**Set problem:**
Copy the items starting at the line containing "Each instance of the roof gutter" and ending at the line containing "[(1151, 683), (522, 483)]", swapping every "Target" for "Label" and leaving everything else as it is.

**Data provided:**
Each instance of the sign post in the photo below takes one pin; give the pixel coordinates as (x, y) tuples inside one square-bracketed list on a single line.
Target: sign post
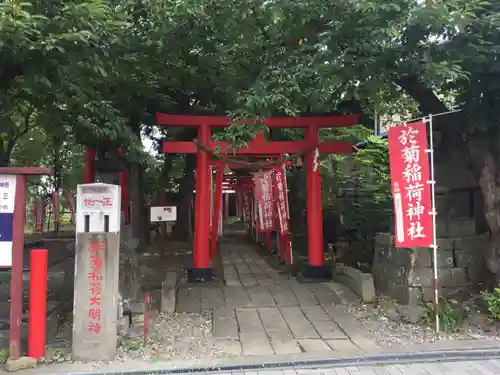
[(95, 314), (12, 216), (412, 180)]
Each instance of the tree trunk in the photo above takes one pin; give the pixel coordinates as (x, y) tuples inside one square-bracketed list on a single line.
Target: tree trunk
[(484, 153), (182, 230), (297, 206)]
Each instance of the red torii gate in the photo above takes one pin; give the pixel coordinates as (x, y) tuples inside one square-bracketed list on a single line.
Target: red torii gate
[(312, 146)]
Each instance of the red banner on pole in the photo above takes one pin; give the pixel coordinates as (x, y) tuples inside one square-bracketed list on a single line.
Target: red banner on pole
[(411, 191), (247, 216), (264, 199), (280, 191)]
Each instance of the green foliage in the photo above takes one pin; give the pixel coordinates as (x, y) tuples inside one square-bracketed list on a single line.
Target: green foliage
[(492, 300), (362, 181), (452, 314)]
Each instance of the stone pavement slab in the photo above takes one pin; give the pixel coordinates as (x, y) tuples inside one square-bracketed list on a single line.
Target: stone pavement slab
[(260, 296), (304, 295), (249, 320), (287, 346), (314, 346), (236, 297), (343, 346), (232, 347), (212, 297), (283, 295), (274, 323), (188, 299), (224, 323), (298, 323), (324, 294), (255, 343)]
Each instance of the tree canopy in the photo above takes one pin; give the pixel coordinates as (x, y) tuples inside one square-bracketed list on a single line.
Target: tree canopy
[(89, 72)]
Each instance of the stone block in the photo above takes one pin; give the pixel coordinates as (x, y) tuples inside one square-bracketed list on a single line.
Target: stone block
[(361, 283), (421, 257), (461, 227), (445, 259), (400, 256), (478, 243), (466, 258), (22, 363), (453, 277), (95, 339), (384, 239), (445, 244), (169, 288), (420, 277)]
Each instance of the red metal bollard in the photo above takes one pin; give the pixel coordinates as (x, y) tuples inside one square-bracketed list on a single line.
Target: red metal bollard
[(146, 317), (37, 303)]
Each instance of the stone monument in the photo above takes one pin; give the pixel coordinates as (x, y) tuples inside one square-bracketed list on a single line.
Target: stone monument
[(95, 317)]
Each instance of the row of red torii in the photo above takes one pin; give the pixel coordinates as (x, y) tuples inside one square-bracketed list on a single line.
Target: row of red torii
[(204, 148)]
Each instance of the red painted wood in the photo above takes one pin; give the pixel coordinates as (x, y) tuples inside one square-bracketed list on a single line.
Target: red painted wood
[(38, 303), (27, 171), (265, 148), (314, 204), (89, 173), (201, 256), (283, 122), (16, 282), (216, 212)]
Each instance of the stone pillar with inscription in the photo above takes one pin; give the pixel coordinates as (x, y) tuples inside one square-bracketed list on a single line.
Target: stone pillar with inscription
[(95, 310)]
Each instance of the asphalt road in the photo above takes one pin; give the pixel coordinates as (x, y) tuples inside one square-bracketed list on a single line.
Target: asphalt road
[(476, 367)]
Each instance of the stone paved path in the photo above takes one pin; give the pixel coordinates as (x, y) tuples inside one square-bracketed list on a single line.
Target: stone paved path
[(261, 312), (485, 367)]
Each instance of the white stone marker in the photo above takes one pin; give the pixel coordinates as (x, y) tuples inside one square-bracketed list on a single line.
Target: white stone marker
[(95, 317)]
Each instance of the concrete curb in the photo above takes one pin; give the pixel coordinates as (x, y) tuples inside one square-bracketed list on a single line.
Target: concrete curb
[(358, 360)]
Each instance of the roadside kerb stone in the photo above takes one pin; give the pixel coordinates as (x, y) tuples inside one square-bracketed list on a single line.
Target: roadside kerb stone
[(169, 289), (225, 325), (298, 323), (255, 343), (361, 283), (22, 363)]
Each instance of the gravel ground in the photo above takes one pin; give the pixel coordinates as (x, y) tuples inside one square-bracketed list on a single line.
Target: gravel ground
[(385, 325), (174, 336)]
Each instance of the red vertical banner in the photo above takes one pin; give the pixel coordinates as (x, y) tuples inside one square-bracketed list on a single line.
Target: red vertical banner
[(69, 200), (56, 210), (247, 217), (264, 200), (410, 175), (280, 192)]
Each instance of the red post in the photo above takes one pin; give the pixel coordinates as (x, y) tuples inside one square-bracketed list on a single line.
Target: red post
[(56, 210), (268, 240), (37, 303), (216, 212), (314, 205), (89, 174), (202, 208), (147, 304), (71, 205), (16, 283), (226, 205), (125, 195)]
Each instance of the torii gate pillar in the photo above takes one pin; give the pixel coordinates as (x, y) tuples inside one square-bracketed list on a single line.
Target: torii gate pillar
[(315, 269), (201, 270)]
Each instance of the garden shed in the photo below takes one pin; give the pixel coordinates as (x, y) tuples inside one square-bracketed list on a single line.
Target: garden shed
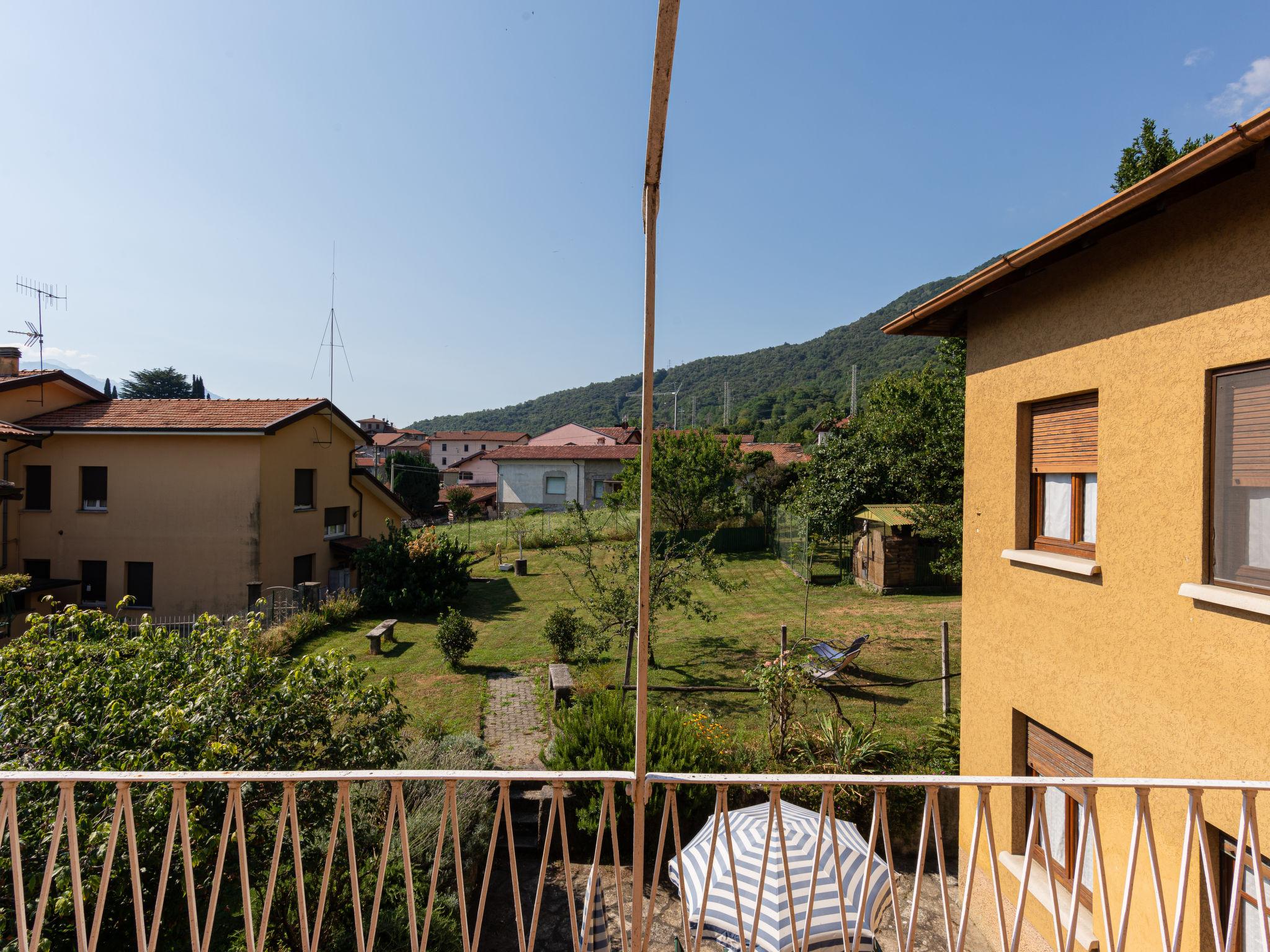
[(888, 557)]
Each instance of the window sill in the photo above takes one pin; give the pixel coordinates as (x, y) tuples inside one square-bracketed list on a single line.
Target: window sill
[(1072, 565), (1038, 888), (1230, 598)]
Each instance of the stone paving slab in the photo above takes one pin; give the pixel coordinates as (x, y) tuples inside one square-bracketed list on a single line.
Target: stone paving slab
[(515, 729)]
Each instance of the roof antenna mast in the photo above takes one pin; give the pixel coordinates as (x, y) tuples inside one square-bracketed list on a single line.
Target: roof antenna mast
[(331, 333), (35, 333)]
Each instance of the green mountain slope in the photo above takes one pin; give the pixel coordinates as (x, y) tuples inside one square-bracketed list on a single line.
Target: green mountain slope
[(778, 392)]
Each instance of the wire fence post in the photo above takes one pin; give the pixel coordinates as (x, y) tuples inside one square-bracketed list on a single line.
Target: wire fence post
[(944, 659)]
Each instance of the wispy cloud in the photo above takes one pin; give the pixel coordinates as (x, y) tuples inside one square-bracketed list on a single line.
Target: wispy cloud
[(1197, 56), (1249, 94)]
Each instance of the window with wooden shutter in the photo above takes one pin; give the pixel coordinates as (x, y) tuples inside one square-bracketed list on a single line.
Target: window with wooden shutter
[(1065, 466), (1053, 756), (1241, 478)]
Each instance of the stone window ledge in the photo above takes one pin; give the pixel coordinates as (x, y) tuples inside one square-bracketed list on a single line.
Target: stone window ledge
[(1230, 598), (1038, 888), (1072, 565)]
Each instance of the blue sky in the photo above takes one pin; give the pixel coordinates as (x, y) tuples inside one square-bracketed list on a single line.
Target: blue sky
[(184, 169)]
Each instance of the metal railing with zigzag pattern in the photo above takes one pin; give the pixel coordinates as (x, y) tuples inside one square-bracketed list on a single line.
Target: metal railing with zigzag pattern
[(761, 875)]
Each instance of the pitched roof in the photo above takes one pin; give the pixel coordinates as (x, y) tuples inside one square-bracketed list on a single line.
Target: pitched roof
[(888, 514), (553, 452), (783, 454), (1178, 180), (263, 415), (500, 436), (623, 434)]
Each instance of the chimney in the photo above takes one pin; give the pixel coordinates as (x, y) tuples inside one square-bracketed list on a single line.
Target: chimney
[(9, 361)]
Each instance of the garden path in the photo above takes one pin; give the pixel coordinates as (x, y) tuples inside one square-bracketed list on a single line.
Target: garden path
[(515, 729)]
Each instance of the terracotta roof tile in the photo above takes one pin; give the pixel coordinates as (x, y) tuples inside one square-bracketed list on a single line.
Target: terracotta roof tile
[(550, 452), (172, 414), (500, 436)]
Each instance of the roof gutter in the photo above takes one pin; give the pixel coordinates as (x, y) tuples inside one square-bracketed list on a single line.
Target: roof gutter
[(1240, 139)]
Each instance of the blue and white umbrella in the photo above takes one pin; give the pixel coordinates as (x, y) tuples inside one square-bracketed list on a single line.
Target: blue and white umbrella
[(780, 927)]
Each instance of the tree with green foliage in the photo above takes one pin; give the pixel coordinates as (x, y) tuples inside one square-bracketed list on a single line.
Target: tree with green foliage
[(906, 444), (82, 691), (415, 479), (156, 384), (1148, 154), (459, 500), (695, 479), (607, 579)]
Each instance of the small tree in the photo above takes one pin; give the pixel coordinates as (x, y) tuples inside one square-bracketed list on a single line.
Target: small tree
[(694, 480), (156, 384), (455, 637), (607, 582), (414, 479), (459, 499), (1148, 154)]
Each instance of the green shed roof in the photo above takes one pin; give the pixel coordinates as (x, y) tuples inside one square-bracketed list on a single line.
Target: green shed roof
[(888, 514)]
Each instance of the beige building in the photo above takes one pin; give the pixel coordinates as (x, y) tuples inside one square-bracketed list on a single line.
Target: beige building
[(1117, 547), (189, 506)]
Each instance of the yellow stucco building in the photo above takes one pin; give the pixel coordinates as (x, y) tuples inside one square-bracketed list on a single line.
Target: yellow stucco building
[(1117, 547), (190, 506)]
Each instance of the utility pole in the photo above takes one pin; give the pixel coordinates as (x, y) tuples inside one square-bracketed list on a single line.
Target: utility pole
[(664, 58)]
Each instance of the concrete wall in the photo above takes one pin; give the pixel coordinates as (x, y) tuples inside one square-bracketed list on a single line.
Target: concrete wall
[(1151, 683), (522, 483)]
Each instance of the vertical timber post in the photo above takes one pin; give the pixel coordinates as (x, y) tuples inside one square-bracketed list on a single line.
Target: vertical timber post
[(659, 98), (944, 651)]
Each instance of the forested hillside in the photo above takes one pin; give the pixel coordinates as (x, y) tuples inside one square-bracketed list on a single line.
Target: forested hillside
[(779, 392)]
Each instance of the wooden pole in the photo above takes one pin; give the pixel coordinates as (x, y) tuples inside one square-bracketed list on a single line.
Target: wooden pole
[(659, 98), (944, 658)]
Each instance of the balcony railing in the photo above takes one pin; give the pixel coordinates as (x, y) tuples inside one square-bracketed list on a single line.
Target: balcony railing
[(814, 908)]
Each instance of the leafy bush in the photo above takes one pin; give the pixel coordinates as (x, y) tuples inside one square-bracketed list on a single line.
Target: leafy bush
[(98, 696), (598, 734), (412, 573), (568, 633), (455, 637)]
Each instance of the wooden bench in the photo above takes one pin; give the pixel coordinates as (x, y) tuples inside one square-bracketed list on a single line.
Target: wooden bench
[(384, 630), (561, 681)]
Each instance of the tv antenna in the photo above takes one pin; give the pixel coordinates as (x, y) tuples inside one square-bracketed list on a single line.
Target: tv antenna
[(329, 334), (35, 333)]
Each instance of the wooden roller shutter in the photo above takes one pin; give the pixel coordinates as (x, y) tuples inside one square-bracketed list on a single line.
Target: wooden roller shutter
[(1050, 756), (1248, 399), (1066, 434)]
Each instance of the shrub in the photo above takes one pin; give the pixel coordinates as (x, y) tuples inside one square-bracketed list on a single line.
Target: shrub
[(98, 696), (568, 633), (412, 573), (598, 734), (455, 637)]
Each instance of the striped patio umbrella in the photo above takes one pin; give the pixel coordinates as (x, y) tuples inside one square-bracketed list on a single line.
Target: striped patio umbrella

**Problem solution:**
Each instance of the roof gutter in the photo above takes one pin; give the pixel coordinates as (x, y) tuples inside one square-bracketed list on a single line.
Label: roof gutter
[(1240, 139)]
Each instance of the blue and white umbrella in the photo above takes one pin; give the pixel coordinates as (x, y) tuples inside one square-bracketed list on a single line.
Label: blue and white umbrella
[(780, 927)]
Each instance of the tree with green foliage in the photo above takes one pin; give the pixel coordinates as (x, y) tuples inside one square-bracketed list on a single line.
Label: tree with green foliage
[(906, 444), (82, 691), (415, 479), (156, 384), (1148, 154), (459, 500), (695, 479), (607, 579)]
Each instance of the small tree in the photo above takes one pin; give the pixel coordinates as (x, y) tuples inside one square-bracketed list on a single line.
Label: small tree
[(694, 480), (156, 384), (455, 637), (607, 582), (414, 479), (459, 499), (1148, 154)]
Each instance of the green shed roof in the photo above takes one pin; give the pixel coordinates as (x, y) tuples inside one square-bracketed list on a single line.
Label: green shed roof
[(888, 514)]
Each instance of the beige building in the photo above takes one pin; give the pixel coordinates as (x, y) tuples inside one square-bracketed list on a single line.
Label: beige building
[(1117, 547), (189, 506)]
Each instance of the yellow stucco building in the photo above takes one pin; give the pixel coordinates as (x, y) tuples inside one square-bracketed list on a single line.
Label: yellow stucco building
[(1117, 547), (190, 506)]
Each instance of the utility pole in the photo above takes one pin; give the pixel coordinates as (x, y) tuples inside one square-bracketed list on a single line.
Label: utility pole
[(664, 58)]
Each instance of the concrete wall in the photo above takes one pin; give the pixel coordinates as (x, y) tuples inside one square-bracketed list on a single line.
Label: concrete wall
[(1151, 683), (522, 483)]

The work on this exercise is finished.